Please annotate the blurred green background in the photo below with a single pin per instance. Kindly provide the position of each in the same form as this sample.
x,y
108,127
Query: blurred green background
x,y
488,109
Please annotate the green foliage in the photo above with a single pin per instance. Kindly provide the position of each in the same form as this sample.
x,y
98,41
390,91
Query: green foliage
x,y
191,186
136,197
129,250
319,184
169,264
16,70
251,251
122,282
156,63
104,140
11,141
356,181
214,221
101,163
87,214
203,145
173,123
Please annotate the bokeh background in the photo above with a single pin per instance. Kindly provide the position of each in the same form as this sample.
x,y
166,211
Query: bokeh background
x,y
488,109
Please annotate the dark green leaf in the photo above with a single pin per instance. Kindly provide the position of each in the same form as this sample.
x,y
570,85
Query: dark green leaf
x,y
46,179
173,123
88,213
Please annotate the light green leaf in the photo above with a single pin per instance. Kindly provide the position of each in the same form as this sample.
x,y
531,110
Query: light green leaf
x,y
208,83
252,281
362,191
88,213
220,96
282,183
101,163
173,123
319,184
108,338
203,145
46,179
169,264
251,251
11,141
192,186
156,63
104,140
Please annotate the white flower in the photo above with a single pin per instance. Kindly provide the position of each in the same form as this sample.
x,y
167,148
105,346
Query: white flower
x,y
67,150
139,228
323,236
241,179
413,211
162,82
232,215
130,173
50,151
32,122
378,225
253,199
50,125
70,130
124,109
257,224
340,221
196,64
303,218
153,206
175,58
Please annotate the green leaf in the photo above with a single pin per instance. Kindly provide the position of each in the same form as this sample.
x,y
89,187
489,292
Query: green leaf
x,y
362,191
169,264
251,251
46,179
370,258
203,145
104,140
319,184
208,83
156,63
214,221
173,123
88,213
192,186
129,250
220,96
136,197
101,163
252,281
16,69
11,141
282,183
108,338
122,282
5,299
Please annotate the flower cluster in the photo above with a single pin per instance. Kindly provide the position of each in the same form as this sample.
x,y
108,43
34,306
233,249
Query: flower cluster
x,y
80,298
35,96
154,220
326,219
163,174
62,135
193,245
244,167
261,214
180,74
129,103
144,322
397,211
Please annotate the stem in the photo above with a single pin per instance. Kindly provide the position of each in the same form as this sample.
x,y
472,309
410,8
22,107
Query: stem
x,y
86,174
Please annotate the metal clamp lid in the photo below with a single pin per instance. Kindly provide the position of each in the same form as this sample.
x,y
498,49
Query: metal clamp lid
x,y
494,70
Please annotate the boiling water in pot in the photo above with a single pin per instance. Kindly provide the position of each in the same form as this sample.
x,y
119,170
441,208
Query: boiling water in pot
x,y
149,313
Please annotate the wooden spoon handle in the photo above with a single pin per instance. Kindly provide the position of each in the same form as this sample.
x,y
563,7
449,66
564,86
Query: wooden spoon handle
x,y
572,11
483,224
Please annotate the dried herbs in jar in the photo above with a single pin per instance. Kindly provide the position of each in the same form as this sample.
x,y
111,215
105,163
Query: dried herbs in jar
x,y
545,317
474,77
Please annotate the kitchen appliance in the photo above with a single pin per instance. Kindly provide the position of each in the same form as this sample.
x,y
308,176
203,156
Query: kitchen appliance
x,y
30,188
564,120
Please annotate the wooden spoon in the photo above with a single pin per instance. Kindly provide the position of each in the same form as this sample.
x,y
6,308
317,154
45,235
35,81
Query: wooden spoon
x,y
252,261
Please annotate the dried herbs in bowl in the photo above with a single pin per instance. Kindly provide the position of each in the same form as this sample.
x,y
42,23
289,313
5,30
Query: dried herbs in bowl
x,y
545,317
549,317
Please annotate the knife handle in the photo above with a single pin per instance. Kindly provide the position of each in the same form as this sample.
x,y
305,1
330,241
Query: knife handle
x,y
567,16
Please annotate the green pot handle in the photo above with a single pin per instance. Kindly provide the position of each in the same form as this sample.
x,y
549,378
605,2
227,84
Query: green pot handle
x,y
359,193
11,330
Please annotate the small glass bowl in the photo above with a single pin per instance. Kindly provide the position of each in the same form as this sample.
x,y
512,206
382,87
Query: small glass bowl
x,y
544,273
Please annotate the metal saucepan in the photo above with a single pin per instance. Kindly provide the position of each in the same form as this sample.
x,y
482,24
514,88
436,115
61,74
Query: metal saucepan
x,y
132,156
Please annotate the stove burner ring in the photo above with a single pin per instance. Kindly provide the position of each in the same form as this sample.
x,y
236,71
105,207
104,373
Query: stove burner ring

■ **Given exercise**
Repeat the listing exactly, from its first line to its last.

■ **Answer to the task**
Please annotate the blurred green background in the photo below with a single pin per instance. Kindly provide the position of each in the same form as this sample.
x,y
108,127
Query: blurred green background
x,y
488,109
Please annotate the green foliage in the photo above with a single pin per instance. Kindly provide the position of each in the same form as this sample.
x,y
98,41
390,91
Query: green foliage
x,y
191,186
136,197
129,250
319,184
169,264
16,70
251,251
122,282
156,63
104,140
11,141
356,181
214,221
101,163
87,214
203,145
173,123
Please annotate the bokeh background in the photo above with a single pin per instance. Kindly provide the position of each in the same form as this sample.
x,y
166,211
Query: bokeh background
x,y
488,109
Please annotate the dark green leaf in the photo above with a single pin per instance. Kindly provide the position of each in the same form as this sample.
x,y
570,85
Query: dark green leaf
x,y
46,179
173,123
88,213
Please annotate the light green leaf in the photo above with a single pin per instance. Kindly provide the position of each in the same form as this sample.
x,y
531,110
Query: light green leaf
x,y
208,83
252,281
362,191
88,213
220,96
282,183
101,163
173,123
319,184
108,338
203,145
46,179
169,264
251,251
11,141
192,186
156,63
104,140
Please annotate the white flower in the photo above with a single pin per instance. Kindly provide the position of each in the same form as this sample.
x,y
167,148
105,346
Query: white flower
x,y
67,150
139,228
323,236
241,179
413,211
162,82
232,215
130,173
50,151
32,122
378,225
253,199
50,125
70,130
124,109
257,224
340,221
196,64
303,218
153,206
175,58
Please annotate the green leaf in the photo above with a single pin per instance. Kindly provide the position of each in the same form as this sample.
x,y
89,187
489,292
Query: green leaf
x,y
362,191
169,264
251,251
46,179
370,258
203,145
104,140
319,184
208,83
156,63
214,221
173,123
88,213
192,186
129,250
220,96
136,197
101,163
252,281
16,69
11,141
282,183
108,338
122,282
5,299
Please annotate the flower cluster in the photo above with a single pin per instance. Kindly provide the position of each in the same form as this sample.
x,y
108,43
34,306
233,249
Query: flower cluster
x,y
80,298
35,96
154,220
326,219
163,174
62,135
193,245
244,167
261,214
180,74
129,103
144,322
397,211
Please annotate the stem in the photo above with a single pin per instance. Kindly provide the position of each in the same form as this sample.
x,y
472,309
410,8
22,107
Query: stem
x,y
86,174
Please annotate the metal clamp lid in the photo below with a single pin per instance. Kindly provide the position of each in the same form as this sample.
x,y
498,49
Query: metal clamp lid
x,y
494,70
Please annotate the boiling water in pot in the photo above with a single pin per instance. Kindly provide the position of each in the same form as this sample.
x,y
119,170
441,208
Query: boiling water in pot
x,y
149,313
Please annotate the wooden spoon handle in the photo above with a single pin per instance. Kindly provide the position of each in the same form as this sample.
x,y
563,7
449,66
564,86
Query: wooden spoon handle
x,y
572,11
483,224
Please annotate the dried herbs in jar in the photo above with a single pin per instance. Kindly provide the position of each in the same form as this sample.
x,y
111,215
105,163
Query: dried herbs in jar
x,y
545,317
474,77
Please annotate the kitchen appliance in the photo above with a single pin per instance. Kindly provide the position of each in the same form as this sample.
x,y
308,176
203,156
Query: kitchen appliance
x,y
30,188
564,120
Please annotate the wooden spoon in the photo above with a single pin per instance. Kindly provide the position of each in the same form as this sample.
x,y
6,308
317,154
45,235
35,81
Query: wooden spoon
x,y
252,261
Please annotate the dried herbs in bowl in the photo above with a single pin per instance. Kindly provide the position of each in the same form as this sample.
x,y
42,23
289,313
5,30
Query: dried herbs in bowl
x,y
545,317
549,317
Please annotate the knife handle in the photo above with a single pin per instance. Kindly provide the position of each in the same form as this sample.
x,y
305,1
330,241
Query: knife handle
x,y
567,16
Please annotate the green pot handle in the photo above with a single pin per instance. Kindly provide the position of each in the same form as this sample.
x,y
549,378
605,2
227,84
Query: green pot handle
x,y
359,193
11,330
Please annotate the small glass bowl in the photo above with a single pin per instance. Kindly provide the position of each in the same form as this sample.
x,y
512,206
382,87
Query: small glass bowl
x,y
544,273
Please annotate the metal saucepan in the photo above with a single pin per instance. Kindly provide the position of each in the same form as this sample.
x,y
482,24
514,88
436,115
61,74
Query: metal saucepan
x,y
132,156
Please annotate the stove burner ring in the photo above with a single pin per instance. Kindly provide the position of each in the same form as this sample.
x,y
236,71
105,207
104,373
Query: stove burner ring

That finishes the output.